> **SOURCE DATA**:
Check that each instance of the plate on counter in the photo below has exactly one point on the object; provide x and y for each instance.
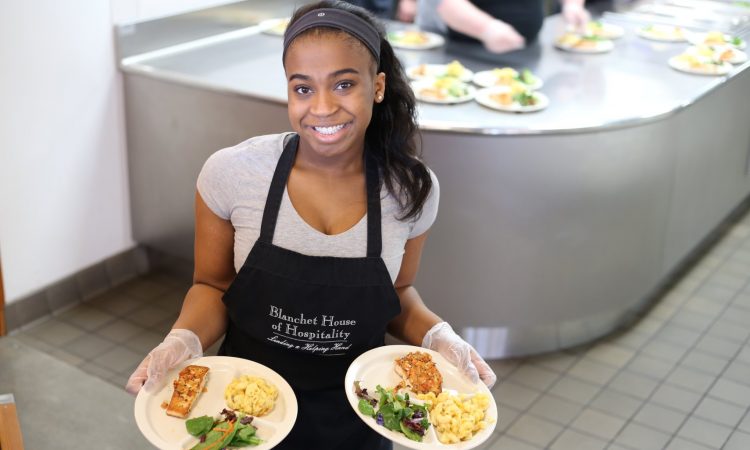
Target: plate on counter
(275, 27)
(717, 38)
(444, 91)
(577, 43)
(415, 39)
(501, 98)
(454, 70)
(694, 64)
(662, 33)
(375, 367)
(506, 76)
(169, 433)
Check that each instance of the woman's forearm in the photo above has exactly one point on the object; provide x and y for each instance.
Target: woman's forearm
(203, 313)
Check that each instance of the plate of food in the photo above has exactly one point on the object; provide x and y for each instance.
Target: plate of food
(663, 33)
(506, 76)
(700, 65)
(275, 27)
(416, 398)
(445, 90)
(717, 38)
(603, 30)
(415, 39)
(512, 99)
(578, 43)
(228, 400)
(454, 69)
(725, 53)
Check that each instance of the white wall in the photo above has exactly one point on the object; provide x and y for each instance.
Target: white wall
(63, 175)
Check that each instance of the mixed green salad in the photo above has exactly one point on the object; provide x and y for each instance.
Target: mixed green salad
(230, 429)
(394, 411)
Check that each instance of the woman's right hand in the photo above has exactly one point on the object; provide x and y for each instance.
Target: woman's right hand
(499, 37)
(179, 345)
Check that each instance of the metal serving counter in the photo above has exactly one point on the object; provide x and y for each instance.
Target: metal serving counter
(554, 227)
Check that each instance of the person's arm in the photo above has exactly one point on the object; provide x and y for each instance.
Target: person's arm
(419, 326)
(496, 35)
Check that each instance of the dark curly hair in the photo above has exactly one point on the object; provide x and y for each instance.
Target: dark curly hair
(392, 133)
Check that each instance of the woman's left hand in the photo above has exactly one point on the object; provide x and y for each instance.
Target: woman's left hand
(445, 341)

---

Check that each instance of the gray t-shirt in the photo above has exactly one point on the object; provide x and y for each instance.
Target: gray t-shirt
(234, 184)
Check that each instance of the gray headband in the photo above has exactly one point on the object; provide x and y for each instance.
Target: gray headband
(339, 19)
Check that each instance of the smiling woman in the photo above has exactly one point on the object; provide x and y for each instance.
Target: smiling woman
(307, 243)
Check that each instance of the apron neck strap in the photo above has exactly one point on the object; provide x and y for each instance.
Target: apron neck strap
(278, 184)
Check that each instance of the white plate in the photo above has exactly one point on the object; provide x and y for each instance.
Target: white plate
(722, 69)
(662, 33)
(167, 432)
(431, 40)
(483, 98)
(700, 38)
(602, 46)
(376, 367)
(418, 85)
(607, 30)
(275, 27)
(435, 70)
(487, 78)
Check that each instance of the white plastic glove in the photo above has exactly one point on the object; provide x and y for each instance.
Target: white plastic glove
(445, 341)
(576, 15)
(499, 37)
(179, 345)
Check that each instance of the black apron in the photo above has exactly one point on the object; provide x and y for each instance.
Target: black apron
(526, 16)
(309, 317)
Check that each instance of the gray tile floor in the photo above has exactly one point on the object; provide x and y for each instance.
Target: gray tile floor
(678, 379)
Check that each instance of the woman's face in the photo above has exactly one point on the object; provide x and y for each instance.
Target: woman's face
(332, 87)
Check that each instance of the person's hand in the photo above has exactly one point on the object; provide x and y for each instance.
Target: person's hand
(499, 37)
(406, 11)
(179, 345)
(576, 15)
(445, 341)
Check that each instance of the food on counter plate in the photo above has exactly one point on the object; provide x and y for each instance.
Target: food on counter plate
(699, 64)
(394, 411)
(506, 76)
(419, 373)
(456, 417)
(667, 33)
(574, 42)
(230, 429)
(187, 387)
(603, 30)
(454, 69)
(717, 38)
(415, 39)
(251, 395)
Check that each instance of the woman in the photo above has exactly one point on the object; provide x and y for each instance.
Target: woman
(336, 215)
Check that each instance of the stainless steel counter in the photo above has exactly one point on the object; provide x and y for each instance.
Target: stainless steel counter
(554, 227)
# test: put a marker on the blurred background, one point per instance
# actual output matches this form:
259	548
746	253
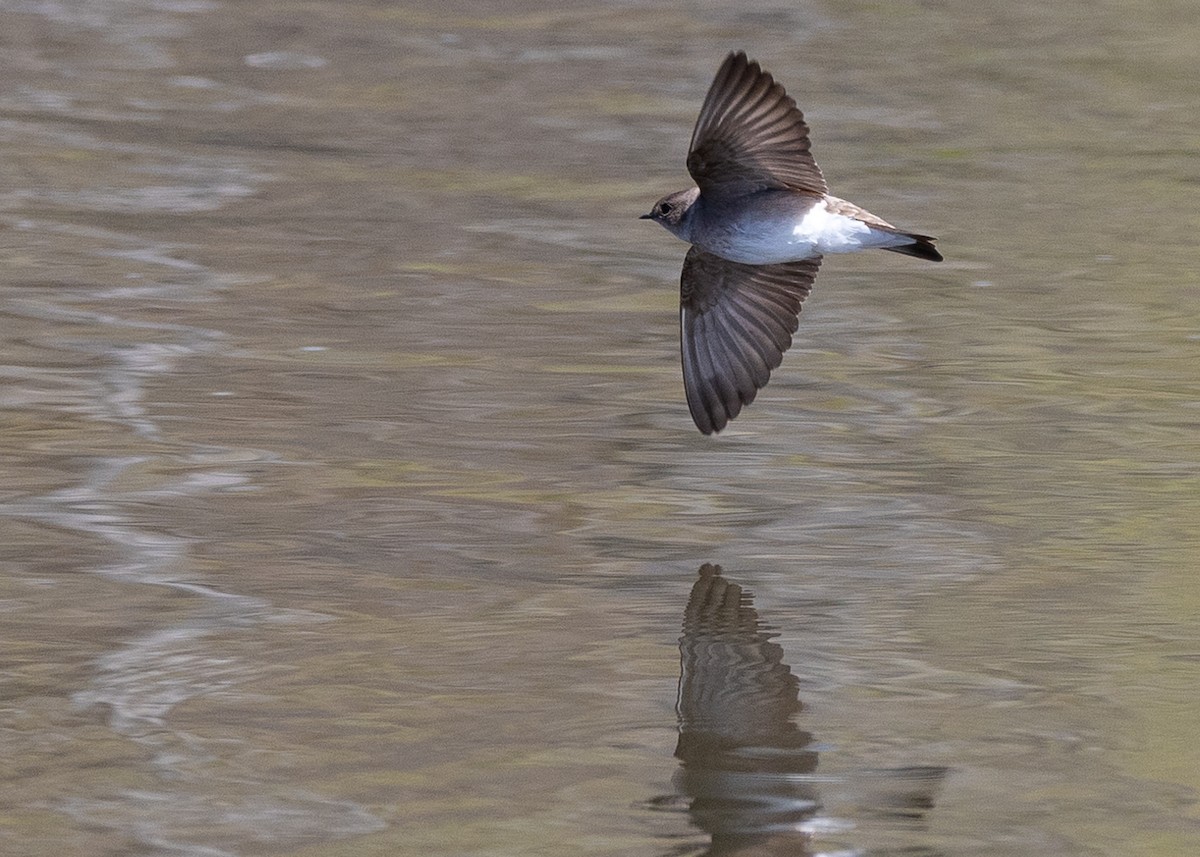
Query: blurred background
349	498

--

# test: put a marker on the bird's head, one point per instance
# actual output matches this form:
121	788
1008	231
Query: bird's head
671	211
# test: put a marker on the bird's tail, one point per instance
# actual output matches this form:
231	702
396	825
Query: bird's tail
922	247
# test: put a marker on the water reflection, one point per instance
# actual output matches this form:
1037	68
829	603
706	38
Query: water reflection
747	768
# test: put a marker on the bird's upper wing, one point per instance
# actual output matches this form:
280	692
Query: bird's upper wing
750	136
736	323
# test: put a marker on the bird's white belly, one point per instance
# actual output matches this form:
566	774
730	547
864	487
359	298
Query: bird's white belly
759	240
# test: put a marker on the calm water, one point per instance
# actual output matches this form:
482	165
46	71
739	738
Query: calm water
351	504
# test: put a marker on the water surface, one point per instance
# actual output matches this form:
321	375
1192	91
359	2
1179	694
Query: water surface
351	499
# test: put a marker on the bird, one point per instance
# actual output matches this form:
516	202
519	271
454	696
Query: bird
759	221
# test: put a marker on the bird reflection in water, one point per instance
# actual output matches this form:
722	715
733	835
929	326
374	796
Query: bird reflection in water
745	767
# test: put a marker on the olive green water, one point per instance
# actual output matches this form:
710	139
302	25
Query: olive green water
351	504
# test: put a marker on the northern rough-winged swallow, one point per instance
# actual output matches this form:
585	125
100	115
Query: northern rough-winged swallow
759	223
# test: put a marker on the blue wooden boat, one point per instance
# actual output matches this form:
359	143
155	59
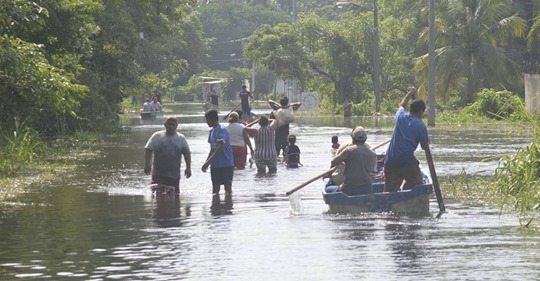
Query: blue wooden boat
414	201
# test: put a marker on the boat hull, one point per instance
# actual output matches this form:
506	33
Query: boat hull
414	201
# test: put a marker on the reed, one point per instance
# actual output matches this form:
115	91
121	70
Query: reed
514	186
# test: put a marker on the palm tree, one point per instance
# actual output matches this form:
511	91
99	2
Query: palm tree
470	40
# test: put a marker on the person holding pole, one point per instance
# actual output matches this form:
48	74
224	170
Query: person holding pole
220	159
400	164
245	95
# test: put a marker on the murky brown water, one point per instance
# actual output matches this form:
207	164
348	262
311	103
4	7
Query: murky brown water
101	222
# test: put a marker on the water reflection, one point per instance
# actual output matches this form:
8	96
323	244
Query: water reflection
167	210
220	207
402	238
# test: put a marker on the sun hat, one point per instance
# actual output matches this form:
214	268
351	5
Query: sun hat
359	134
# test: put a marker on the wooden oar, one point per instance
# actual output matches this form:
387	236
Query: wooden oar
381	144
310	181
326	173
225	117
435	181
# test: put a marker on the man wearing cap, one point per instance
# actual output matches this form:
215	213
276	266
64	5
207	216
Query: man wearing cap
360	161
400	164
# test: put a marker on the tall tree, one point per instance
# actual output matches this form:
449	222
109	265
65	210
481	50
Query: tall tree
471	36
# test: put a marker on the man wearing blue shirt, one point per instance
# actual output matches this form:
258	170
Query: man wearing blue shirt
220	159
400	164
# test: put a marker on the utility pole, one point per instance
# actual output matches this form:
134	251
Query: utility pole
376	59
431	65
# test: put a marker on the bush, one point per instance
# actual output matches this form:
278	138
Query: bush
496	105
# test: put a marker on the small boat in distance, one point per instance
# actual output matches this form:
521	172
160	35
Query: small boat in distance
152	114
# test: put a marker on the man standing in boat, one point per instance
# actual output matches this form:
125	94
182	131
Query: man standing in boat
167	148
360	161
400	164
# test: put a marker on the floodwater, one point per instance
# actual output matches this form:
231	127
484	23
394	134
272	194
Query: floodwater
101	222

> **PROBLEM DESCRIPTION**:
For this exercise, reproduce exactly the lines of the records above from the one with "Check that each instance of the plate on" up to and including the one with "Check that each instance of the plate of", without pictures.

> **EXERCISE RESPONSE**:
Check that each instance of the plate on counter in the photo below has exactly one point on the object; provide x and y for each instance.
Target: plate on counter
(275, 27)
(717, 38)
(444, 91)
(577, 43)
(415, 39)
(501, 98)
(454, 70)
(694, 64)
(662, 33)
(375, 367)
(506, 76)
(169, 433)
Check that each instance of the woman's forearm in the photo above has exactly one point on the object; provide x and y for each instance.
Target: woman's forearm
(203, 313)
Check that each instance of the plate of food in the photo above has exactly one point on the object; provide x and y for each instance.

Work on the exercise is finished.